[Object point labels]
** start **

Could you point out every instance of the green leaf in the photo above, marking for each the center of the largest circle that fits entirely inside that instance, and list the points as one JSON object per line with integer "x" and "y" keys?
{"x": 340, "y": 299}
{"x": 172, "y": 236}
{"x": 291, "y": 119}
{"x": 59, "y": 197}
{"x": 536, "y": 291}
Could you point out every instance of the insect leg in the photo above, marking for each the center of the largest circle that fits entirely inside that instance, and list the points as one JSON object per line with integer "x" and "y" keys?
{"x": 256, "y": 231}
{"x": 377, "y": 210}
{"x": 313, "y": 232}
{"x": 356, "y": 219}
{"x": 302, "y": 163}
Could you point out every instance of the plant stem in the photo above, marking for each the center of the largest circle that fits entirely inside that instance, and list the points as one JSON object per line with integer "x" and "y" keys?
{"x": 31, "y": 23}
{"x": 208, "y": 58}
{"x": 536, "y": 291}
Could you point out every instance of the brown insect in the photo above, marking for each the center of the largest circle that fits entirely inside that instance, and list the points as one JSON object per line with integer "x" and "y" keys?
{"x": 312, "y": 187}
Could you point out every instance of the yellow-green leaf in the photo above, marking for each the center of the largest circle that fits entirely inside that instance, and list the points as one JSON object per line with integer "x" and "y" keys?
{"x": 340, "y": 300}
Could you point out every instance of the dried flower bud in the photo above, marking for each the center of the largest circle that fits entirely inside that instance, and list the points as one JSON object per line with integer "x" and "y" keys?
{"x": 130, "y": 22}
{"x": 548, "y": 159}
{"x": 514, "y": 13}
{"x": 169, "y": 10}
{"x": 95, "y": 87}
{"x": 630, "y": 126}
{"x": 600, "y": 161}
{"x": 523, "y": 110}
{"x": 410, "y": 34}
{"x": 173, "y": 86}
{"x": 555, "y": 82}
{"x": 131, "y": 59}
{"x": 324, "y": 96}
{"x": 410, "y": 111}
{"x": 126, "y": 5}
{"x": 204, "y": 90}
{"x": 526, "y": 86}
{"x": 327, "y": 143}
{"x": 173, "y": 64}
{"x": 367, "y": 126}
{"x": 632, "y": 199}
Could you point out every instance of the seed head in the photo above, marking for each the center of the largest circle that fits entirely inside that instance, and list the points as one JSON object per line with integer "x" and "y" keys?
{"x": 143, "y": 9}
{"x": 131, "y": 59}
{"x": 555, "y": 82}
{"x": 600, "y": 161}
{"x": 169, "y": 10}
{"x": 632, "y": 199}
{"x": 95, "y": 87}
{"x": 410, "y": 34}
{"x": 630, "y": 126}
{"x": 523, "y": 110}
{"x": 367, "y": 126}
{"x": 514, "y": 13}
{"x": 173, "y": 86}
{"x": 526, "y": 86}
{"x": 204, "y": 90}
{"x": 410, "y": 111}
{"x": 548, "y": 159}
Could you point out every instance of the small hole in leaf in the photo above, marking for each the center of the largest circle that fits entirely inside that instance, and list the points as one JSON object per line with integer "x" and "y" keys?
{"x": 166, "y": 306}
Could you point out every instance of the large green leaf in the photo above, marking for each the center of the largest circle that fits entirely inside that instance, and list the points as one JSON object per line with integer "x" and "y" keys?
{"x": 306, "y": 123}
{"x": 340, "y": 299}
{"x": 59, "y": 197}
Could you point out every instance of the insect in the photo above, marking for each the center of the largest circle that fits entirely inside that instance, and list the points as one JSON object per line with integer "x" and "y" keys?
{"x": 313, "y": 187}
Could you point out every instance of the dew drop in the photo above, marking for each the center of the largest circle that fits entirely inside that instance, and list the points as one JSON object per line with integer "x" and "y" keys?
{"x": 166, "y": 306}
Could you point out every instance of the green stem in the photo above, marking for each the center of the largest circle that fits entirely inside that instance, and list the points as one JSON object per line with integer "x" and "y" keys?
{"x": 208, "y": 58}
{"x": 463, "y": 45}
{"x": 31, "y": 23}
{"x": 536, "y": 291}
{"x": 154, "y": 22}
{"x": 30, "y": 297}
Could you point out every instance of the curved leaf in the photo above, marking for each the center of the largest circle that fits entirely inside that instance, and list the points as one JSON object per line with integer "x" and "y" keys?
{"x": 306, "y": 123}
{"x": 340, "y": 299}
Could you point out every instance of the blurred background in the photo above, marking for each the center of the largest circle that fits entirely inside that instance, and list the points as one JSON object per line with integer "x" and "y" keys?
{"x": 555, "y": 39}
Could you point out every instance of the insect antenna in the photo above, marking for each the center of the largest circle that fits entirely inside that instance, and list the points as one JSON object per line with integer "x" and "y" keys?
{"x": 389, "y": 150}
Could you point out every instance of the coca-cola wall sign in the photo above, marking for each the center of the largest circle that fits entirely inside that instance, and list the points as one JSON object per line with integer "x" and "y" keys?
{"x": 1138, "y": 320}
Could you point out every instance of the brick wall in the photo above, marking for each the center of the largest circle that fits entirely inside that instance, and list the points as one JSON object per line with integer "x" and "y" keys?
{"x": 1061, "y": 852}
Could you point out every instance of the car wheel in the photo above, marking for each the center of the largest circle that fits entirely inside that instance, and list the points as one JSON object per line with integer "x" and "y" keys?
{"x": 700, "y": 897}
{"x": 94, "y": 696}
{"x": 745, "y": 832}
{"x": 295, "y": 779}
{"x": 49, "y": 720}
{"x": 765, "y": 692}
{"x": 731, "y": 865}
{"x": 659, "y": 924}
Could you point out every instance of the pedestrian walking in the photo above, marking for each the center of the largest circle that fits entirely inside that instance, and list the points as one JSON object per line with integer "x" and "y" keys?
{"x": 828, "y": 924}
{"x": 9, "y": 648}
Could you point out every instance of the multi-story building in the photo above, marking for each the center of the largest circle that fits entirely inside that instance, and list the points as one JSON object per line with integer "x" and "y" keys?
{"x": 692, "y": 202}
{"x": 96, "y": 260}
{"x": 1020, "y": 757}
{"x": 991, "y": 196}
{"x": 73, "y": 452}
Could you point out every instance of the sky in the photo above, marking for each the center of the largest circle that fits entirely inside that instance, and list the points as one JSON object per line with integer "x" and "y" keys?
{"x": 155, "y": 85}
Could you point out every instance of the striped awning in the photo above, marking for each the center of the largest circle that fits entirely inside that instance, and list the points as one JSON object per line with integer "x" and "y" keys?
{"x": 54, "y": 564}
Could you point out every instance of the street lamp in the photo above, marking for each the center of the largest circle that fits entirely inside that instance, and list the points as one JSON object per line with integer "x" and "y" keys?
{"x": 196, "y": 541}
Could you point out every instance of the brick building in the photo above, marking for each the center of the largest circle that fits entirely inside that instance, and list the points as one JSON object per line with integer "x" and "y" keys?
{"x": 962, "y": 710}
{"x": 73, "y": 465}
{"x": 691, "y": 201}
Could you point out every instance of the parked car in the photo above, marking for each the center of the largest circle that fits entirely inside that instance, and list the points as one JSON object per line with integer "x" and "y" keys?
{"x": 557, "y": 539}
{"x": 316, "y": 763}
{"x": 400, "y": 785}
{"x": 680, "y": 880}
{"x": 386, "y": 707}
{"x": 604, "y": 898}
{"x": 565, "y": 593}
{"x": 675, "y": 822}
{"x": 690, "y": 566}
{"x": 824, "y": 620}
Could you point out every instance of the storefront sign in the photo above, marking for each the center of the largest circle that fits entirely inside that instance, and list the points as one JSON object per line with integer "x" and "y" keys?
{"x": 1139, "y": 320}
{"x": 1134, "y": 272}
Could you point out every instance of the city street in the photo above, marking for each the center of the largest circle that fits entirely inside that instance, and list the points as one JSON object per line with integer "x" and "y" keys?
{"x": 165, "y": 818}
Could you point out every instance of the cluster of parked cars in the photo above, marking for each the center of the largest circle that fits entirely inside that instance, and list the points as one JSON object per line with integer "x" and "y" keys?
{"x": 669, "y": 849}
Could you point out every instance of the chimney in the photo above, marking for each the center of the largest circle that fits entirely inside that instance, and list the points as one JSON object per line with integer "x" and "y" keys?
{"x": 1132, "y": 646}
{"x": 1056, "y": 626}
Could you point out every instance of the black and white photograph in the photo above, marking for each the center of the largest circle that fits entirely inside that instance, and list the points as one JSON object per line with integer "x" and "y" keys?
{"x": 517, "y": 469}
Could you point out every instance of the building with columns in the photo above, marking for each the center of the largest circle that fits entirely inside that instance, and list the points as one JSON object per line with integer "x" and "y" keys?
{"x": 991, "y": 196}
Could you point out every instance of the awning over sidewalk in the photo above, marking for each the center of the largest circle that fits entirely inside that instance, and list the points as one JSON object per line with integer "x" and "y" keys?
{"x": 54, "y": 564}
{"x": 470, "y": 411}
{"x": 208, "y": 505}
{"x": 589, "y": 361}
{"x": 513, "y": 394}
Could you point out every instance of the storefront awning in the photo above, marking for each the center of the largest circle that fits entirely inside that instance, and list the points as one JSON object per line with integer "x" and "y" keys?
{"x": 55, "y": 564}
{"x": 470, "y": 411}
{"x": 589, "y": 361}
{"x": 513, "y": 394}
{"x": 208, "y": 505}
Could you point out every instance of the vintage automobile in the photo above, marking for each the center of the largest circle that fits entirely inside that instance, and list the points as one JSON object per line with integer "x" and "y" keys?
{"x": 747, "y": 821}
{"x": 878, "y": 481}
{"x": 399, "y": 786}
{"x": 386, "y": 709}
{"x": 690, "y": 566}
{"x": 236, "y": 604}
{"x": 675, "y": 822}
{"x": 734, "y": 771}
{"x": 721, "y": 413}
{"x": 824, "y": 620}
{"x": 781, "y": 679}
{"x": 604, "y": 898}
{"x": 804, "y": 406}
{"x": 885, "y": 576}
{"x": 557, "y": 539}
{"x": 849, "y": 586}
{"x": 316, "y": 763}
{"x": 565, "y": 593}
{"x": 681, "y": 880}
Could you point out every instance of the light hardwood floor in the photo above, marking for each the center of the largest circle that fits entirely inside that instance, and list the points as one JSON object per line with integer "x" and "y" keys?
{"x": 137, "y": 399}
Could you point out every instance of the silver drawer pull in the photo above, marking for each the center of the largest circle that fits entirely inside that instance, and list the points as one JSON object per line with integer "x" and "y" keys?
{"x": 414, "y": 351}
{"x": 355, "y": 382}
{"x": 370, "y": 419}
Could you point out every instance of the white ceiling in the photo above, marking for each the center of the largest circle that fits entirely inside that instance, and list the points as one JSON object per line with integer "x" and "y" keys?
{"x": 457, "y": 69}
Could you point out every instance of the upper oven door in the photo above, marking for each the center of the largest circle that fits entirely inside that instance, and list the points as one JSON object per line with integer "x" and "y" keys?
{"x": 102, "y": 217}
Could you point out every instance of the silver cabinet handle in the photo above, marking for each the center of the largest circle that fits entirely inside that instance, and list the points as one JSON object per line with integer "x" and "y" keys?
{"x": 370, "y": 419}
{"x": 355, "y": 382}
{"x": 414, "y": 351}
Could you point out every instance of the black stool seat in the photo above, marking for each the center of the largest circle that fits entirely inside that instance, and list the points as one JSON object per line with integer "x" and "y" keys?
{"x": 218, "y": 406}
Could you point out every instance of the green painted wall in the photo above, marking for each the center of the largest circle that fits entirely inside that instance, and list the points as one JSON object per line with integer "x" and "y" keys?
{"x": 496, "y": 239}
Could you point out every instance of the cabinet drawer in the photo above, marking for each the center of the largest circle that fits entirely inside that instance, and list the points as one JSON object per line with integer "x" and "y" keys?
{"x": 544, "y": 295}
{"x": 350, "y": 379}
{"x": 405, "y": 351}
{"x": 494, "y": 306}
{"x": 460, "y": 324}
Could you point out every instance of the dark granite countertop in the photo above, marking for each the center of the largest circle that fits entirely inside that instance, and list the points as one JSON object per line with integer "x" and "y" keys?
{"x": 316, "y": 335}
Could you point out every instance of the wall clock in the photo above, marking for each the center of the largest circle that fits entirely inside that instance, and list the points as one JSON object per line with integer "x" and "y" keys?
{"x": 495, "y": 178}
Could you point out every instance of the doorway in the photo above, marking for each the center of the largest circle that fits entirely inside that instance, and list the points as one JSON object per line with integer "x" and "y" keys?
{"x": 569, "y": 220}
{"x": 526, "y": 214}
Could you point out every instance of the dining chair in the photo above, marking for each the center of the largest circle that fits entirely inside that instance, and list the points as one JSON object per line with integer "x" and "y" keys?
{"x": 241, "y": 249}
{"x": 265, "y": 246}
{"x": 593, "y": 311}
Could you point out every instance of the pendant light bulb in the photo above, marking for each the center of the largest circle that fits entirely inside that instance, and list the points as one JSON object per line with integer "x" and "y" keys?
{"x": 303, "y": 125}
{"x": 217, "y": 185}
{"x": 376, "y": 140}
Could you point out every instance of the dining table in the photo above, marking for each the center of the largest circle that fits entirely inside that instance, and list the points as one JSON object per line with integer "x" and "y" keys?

** end **

▶ _Directions for this task_:
Copy out, word for word, every line of the material above, starting with the line that contains "Could you point out every instance of the green painted" and continuing through the final line of the material, with both ends included.

▶ _Answer to the task_:
Could you point out every instance of the green painted wall in the photo above, marking for each the center of the largest circle that fits entirely inside that instance, and list the points as one JSON object per line with integer "x" and "y" keys?
{"x": 496, "y": 239}
Could you point out every instance of the cabinet drawer in the photo above, marking for each the center of the largest circle that fits entirely inside that instance, and list the points as one JSON object per line with integer "x" and "y" keys?
{"x": 544, "y": 295}
{"x": 350, "y": 379}
{"x": 405, "y": 351}
{"x": 494, "y": 306}
{"x": 460, "y": 324}
Could you point out every instance of the dark granite countertop in the photo above, marking for each the center of the largest circle that fits entirely inside that instance, and list the points as one JSON object per line with integer "x" and "y" keys?
{"x": 316, "y": 335}
Could you point out every instance of the wall clock in the photo above, marking for each the center of the largest circle that fits entirely inside that instance, and list the points as one JSON object per line with integer "x" and "y" keys?
{"x": 495, "y": 178}
Could you point out every instance of the doorway in the photo above, marking for each the center of the largest circle that fits entirely inside that instance, and list the points as one JSON object per line with integer "x" and "y" keys?
{"x": 569, "y": 220}
{"x": 526, "y": 214}
Could you point out every instance of the dining chair in the photo above, marking for each the center of the largest circle that fits entirely inside that instance, and list the points as one JSON object per line with integer "x" and "y" keys?
{"x": 241, "y": 249}
{"x": 265, "y": 246}
{"x": 593, "y": 311}
Could you point out every instance of the pendant light bulb in the photo above, marking for each the center of the largest circle that fits entirely inside that instance, and list the points as one JSON object per line with integer "x" and "y" keys?
{"x": 303, "y": 125}
{"x": 217, "y": 185}
{"x": 376, "y": 140}
Could you point out every instance of the dining table in the photo above, marking for each the center of the largest circle that fits entirely inside that instance, and list the points as one JSON object per line with integer "x" and "y" keys?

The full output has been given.